━━━━━ RECORDS SHOWN ━━━━━
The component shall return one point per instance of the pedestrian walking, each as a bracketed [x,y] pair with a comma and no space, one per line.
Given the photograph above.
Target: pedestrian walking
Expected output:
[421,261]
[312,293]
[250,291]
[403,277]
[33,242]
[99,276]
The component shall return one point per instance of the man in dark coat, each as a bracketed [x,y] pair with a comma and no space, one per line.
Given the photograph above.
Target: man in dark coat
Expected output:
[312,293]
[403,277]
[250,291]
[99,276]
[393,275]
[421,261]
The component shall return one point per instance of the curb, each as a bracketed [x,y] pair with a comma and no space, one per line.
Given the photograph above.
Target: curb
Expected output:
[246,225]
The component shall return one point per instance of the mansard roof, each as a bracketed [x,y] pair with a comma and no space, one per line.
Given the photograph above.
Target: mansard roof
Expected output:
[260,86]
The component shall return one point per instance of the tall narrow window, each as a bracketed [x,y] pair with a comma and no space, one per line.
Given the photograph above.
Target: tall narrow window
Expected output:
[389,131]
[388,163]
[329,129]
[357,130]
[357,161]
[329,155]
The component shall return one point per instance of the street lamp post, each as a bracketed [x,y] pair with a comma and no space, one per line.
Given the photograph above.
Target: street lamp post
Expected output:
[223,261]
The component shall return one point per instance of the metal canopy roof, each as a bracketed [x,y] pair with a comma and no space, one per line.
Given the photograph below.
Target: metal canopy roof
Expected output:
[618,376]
━━━━━
━━━━━ RECORDS SHOWN ━━━━━
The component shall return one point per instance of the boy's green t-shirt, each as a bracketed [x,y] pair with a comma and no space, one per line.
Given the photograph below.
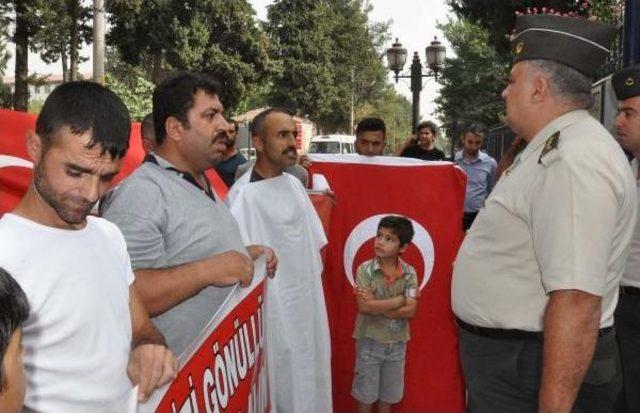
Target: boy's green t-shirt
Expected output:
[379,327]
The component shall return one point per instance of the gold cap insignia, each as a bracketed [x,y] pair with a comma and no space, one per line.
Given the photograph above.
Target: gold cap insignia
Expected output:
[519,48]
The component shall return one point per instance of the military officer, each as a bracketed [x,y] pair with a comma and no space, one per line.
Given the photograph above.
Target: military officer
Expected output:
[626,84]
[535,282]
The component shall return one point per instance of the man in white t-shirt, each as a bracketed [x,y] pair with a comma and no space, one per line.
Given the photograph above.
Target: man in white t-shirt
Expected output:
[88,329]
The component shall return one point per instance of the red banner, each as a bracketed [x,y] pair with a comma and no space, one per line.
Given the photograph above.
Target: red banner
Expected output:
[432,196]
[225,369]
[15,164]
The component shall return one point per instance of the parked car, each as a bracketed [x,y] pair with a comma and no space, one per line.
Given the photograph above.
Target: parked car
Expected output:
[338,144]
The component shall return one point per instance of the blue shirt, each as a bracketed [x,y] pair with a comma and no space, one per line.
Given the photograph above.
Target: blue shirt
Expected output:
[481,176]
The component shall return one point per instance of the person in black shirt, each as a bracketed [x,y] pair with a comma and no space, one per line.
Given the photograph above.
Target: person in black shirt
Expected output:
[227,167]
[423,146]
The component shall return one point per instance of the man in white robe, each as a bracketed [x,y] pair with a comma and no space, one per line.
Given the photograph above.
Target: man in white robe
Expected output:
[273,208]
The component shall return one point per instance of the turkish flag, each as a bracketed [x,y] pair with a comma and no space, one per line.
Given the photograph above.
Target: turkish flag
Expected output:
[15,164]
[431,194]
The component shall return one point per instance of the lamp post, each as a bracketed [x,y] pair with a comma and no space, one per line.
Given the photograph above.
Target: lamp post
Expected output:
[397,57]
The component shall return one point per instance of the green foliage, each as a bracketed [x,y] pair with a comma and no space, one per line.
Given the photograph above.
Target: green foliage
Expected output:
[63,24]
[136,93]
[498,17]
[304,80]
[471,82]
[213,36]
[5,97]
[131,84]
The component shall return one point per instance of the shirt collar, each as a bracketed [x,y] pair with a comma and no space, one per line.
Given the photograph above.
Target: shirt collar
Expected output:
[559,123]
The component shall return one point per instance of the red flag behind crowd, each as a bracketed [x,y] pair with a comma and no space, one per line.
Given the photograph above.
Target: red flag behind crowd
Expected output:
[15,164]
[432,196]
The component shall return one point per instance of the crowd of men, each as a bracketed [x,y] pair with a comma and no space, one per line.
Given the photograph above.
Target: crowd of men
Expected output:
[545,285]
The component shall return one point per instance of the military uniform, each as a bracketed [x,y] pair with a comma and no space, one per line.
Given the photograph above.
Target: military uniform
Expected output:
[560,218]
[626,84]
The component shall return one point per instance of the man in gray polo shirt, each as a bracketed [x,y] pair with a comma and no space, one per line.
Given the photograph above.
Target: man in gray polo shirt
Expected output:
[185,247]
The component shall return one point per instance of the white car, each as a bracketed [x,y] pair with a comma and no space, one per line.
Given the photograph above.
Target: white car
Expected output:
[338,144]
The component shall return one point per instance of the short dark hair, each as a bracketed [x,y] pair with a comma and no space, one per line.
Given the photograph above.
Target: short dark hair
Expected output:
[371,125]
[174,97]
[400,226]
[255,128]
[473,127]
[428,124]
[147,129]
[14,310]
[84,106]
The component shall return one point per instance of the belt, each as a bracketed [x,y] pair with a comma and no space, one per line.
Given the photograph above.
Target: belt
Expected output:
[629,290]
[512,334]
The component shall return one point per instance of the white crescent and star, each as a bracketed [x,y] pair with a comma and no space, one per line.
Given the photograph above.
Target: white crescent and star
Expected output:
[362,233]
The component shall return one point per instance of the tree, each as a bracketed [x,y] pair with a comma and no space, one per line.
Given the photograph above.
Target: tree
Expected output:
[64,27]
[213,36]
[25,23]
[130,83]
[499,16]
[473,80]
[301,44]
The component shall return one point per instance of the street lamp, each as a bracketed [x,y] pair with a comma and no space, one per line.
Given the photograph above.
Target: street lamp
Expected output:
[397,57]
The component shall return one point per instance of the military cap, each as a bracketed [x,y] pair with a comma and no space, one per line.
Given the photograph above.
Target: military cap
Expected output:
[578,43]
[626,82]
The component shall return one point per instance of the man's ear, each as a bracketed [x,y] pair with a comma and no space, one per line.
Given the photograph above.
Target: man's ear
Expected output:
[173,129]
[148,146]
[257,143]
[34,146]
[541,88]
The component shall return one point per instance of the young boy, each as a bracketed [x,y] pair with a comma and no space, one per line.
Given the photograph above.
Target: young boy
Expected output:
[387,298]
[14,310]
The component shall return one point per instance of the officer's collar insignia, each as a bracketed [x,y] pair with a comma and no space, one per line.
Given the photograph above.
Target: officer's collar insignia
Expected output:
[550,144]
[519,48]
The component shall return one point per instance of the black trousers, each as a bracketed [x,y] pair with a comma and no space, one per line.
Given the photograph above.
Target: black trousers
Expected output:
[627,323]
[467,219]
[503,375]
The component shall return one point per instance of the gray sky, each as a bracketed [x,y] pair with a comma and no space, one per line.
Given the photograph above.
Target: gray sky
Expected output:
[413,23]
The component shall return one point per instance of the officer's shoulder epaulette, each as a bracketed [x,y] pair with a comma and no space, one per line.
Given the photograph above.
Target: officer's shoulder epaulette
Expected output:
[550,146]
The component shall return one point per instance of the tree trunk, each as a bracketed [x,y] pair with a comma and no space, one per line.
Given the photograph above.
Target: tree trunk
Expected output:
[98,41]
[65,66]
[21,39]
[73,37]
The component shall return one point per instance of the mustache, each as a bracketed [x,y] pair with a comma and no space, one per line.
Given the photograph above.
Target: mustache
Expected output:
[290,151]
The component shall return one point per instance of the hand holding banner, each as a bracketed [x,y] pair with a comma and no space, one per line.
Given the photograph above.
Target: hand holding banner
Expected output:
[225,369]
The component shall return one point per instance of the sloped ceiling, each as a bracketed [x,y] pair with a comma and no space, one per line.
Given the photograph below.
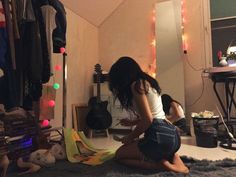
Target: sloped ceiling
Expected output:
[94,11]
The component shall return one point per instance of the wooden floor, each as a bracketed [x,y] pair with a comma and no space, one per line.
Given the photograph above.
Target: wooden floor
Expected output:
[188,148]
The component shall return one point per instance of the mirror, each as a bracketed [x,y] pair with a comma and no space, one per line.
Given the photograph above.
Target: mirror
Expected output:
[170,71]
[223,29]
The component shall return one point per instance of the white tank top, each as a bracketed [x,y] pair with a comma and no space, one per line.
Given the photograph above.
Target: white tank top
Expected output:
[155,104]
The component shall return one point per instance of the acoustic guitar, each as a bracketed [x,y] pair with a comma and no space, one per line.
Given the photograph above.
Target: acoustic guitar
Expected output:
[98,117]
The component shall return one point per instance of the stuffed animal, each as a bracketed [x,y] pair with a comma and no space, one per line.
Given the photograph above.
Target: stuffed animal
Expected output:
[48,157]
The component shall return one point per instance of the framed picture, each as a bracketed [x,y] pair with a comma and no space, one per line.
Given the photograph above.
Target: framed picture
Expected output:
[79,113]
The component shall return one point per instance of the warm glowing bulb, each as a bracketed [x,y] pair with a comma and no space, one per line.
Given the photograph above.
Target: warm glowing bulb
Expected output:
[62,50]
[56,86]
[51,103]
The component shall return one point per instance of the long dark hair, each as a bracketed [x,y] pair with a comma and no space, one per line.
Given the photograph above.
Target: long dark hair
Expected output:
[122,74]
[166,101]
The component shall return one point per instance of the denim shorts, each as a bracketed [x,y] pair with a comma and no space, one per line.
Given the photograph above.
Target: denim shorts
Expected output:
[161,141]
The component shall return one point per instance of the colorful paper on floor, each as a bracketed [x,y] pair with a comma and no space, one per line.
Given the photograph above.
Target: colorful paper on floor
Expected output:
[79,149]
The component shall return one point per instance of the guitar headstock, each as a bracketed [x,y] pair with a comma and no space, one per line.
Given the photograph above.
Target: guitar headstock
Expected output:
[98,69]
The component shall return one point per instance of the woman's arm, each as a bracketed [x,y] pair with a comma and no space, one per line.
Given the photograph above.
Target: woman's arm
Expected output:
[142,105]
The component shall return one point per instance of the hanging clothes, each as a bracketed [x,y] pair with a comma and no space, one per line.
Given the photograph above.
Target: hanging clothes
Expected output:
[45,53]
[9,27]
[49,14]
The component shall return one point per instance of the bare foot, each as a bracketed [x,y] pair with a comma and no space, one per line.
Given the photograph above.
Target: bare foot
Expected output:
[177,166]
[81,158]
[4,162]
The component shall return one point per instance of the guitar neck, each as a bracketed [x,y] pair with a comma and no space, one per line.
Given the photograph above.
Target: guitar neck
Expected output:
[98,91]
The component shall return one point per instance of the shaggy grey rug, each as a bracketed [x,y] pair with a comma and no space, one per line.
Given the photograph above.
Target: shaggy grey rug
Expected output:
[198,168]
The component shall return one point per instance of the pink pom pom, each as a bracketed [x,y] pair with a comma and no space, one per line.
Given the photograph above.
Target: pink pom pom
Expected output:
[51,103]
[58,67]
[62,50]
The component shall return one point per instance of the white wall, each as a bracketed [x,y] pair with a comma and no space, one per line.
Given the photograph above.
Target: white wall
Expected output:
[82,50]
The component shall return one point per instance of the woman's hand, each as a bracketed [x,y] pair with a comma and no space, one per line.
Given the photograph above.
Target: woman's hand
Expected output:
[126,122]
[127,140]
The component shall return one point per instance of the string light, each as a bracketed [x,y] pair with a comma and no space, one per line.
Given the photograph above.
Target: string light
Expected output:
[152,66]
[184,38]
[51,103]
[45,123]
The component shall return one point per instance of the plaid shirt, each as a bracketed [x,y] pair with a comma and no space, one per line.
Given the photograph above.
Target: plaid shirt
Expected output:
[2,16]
━━━━━
▶ WHAT IS NEEDED: Please make an exact copy of the lines above from the line with "of the pedestrian" through the line with "Target: pedestrian walking", both ends included.

▶ EXPECTED ANSWER:
The component shall return one point per instance of the pedestrian walking, each as a bracketed [x,y] pair with a comma and no space, one per line.
Given the photograph above.
Target: pedestrian walking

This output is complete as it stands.